Directions for this task: Return the records below from the line containing "Find the tiled" onward, exactly, through and including the last line.

Records for processing:
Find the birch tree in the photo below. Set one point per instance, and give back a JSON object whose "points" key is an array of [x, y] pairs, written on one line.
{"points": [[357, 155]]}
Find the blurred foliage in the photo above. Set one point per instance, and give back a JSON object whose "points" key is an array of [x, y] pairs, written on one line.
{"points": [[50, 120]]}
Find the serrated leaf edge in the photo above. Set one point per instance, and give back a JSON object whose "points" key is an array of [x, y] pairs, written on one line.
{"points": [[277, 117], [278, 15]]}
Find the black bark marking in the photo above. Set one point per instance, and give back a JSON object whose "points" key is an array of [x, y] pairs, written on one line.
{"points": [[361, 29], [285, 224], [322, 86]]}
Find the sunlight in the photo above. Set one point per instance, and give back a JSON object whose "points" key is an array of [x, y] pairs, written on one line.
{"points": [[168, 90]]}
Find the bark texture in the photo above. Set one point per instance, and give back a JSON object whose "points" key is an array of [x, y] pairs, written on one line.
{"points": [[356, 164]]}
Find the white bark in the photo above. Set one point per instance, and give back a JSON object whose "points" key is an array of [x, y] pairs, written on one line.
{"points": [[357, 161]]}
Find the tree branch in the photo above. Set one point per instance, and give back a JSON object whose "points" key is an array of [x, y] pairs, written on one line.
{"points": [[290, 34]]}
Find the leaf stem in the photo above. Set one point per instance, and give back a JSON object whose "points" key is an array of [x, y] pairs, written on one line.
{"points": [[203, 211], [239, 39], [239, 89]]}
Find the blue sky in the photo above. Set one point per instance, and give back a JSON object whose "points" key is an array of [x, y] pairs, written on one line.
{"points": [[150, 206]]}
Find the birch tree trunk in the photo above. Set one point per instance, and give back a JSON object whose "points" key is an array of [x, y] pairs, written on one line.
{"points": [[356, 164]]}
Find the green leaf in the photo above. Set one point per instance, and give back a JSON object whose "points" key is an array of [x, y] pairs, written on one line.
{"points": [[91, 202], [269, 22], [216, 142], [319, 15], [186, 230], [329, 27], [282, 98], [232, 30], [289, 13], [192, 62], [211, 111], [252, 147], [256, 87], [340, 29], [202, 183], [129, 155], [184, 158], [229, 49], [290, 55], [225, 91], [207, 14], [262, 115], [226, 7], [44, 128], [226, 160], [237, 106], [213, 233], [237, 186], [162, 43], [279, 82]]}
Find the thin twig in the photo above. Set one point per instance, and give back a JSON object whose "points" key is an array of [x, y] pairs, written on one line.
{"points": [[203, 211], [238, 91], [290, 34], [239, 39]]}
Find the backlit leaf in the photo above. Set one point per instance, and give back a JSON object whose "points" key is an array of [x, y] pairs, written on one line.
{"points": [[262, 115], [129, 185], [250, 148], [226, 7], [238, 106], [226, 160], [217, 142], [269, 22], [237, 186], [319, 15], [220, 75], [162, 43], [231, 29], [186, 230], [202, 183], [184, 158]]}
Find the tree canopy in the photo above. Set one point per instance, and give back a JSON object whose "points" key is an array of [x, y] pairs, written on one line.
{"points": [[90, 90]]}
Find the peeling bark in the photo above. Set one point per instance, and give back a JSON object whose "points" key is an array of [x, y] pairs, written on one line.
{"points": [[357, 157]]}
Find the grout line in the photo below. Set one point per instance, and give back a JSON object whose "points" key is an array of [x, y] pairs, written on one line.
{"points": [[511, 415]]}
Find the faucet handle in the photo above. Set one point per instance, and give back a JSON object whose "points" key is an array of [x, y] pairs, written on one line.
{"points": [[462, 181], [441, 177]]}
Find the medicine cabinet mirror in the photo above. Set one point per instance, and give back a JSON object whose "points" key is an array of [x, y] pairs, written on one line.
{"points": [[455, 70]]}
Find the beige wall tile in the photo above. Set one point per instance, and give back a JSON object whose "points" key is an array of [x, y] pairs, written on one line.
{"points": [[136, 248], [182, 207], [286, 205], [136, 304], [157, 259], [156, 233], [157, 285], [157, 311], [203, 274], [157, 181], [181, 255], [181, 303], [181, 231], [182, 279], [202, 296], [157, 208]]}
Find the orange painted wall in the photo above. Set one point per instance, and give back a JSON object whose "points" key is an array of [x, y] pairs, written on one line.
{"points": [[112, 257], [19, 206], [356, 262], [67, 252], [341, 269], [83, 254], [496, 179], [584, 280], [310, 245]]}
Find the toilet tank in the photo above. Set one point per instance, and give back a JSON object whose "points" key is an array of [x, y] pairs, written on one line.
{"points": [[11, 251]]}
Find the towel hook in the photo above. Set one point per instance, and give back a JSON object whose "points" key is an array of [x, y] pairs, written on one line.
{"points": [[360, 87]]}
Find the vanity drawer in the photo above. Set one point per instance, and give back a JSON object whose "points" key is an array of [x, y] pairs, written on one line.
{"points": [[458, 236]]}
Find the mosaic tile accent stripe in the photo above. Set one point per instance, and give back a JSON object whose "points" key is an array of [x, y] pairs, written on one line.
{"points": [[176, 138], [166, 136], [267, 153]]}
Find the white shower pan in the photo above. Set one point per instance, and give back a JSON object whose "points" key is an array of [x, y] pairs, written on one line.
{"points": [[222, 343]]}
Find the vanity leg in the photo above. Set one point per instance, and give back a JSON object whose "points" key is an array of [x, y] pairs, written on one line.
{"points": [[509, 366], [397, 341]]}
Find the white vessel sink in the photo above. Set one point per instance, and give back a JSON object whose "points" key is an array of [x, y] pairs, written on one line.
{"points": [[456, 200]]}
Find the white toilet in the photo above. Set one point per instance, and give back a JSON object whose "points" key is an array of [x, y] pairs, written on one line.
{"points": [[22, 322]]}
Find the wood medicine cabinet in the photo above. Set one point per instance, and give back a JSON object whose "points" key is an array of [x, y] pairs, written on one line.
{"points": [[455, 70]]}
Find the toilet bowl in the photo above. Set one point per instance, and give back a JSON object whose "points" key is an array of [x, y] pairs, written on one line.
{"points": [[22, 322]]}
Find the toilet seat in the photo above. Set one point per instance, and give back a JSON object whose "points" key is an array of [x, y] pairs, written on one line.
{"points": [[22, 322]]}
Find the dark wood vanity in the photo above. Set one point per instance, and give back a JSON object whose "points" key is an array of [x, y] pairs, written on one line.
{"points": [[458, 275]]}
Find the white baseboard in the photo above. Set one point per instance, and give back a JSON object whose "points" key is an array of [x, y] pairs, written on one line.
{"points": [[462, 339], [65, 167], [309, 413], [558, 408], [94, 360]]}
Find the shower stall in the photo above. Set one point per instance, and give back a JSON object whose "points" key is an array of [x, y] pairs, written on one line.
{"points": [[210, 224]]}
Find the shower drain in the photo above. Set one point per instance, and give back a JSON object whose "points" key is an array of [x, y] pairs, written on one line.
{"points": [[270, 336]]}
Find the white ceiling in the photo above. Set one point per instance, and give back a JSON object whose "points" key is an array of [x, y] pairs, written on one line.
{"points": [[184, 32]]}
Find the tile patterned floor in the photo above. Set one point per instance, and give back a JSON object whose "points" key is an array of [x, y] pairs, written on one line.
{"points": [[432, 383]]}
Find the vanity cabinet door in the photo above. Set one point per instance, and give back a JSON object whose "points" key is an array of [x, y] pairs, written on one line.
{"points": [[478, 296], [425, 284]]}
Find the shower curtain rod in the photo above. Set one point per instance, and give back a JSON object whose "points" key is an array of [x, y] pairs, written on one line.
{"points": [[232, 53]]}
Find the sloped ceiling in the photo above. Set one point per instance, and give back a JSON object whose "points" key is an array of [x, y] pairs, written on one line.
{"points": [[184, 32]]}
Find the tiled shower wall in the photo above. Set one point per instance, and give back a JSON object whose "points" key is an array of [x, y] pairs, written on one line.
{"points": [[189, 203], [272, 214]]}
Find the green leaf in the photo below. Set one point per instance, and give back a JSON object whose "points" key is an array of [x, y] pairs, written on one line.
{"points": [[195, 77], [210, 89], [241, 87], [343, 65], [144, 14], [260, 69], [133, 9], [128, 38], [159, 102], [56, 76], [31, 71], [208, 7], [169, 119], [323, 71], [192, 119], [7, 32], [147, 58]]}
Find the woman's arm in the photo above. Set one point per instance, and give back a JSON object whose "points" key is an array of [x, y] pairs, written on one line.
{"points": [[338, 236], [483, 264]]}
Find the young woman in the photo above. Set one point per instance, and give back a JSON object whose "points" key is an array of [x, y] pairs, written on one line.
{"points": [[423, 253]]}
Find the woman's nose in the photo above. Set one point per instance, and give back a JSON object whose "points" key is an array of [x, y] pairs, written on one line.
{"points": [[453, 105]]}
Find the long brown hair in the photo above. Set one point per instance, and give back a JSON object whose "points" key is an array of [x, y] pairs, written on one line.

Full answer:
Find the tiled shower wall in the photo above. Set one point per instance, and give back a JSON object whose "points" key is an array of [x, y] pairs, written on one line.
{"points": [[189, 203], [272, 214]]}
Find the green leaf in the photo below. Set one point per instance, and give back a JSON object whose "points" key is an array of [x, y] pairs, written on one line.
{"points": [[195, 77], [210, 89], [241, 87], [343, 65], [144, 14], [260, 69], [133, 9], [128, 38], [159, 102], [56, 76], [31, 71], [208, 7], [169, 119], [323, 71], [192, 119], [7, 32], [147, 58]]}
Find the woman's arm in the photo above. Set one point per instance, and give back a JSON object whose "points" key is an array of [x, y] pairs, written on one line.
{"points": [[338, 236], [483, 264]]}
Find the young woman in the photo above. Set one point per instance, and give back a JSON object whose "points" key is an array of [x, y] pairs, written on one line.
{"points": [[423, 253]]}
Find the woman's nose in the photo above. Set one point per instance, and give back a JSON object whose "points" key is an array of [x, y] pairs, written on one line.
{"points": [[453, 105]]}
Find the long brown hair in the photo above. Set one point per instance, and give back a JSON object whose "points" key is an array of [x, y] pairs, written on one line.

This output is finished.